> **TASK BRIEF**: Find every line in the items below that contains the string "positive", treating case as significant, and copy each of those lines.

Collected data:

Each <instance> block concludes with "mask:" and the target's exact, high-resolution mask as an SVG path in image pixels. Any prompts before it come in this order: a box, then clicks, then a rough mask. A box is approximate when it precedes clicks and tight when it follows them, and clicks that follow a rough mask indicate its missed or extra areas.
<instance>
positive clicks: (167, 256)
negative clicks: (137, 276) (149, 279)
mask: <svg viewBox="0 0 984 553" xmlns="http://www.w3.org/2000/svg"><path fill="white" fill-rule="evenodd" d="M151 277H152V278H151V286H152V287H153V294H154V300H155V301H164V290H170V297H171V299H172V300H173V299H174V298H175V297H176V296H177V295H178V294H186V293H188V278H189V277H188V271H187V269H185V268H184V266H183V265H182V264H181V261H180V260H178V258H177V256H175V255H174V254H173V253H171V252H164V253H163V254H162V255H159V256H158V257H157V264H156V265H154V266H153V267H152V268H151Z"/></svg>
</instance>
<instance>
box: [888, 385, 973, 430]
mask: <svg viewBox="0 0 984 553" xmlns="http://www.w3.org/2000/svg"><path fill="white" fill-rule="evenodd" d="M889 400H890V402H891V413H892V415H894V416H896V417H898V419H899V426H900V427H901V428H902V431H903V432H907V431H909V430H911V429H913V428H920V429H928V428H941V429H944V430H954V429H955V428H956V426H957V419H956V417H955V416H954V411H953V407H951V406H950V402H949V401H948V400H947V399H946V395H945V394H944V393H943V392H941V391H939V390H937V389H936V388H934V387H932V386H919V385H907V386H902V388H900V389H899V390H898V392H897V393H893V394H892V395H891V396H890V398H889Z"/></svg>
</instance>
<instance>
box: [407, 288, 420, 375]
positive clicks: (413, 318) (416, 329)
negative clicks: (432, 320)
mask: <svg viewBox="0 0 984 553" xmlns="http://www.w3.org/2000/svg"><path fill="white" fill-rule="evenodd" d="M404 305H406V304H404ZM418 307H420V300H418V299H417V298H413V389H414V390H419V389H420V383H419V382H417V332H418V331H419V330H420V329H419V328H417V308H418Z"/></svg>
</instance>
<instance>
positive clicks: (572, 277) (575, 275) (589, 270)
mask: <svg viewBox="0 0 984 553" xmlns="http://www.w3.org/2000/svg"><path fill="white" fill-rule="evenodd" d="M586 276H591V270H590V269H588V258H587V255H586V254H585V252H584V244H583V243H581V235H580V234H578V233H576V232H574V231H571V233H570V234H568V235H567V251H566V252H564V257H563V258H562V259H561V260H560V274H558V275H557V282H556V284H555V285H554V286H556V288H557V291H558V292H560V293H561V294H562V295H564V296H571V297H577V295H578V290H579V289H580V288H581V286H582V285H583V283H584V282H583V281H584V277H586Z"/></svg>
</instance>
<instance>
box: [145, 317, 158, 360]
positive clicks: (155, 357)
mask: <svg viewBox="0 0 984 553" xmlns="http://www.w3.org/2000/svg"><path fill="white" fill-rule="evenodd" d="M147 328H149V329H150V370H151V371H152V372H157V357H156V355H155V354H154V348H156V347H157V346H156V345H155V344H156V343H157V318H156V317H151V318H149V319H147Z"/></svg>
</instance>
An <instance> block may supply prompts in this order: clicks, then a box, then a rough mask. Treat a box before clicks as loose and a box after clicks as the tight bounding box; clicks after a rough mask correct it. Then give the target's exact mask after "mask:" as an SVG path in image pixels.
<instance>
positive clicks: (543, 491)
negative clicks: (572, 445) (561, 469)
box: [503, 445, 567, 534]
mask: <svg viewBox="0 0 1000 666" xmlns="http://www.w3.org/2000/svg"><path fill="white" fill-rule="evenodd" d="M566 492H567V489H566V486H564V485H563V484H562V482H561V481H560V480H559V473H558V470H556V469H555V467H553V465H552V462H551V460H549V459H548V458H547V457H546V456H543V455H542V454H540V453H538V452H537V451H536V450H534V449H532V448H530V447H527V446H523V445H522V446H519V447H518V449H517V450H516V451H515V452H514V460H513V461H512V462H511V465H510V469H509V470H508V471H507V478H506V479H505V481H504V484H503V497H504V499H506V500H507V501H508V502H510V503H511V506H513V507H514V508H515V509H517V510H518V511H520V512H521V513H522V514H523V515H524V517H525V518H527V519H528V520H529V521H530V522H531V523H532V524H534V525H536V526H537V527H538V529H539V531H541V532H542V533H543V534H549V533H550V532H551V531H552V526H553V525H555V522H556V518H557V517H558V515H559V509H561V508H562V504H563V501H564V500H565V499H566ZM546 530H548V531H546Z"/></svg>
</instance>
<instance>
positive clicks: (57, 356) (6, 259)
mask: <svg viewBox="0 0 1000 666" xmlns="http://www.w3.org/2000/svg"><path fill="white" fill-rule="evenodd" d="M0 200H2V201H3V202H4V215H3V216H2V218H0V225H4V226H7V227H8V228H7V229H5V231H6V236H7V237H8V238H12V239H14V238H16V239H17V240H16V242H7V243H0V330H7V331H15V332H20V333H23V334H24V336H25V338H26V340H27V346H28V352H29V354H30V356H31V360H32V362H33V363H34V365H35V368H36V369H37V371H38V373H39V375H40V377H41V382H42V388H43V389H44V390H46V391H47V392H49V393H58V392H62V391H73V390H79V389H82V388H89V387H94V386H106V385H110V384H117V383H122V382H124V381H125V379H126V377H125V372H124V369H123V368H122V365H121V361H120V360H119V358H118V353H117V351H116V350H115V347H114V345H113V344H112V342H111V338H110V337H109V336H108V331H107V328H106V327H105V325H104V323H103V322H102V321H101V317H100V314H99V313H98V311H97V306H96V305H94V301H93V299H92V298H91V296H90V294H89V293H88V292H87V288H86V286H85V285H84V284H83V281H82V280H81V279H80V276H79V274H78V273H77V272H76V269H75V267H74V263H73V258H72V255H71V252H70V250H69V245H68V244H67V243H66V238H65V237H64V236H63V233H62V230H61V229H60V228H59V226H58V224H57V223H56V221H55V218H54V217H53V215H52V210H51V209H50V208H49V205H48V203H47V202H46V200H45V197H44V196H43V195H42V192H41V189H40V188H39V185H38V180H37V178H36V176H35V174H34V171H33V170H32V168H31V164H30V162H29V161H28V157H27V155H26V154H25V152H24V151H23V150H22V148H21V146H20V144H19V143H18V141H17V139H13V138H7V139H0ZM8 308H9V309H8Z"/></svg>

> **RESPONSE TO THIS TASK**:
positive clicks: (167, 256)
positive clicks: (413, 318) (416, 329)
positive clicks: (572, 277) (575, 275) (589, 270)
positive clicks: (155, 357)
positive clicks: (543, 491)
positive clicks: (57, 356) (6, 259)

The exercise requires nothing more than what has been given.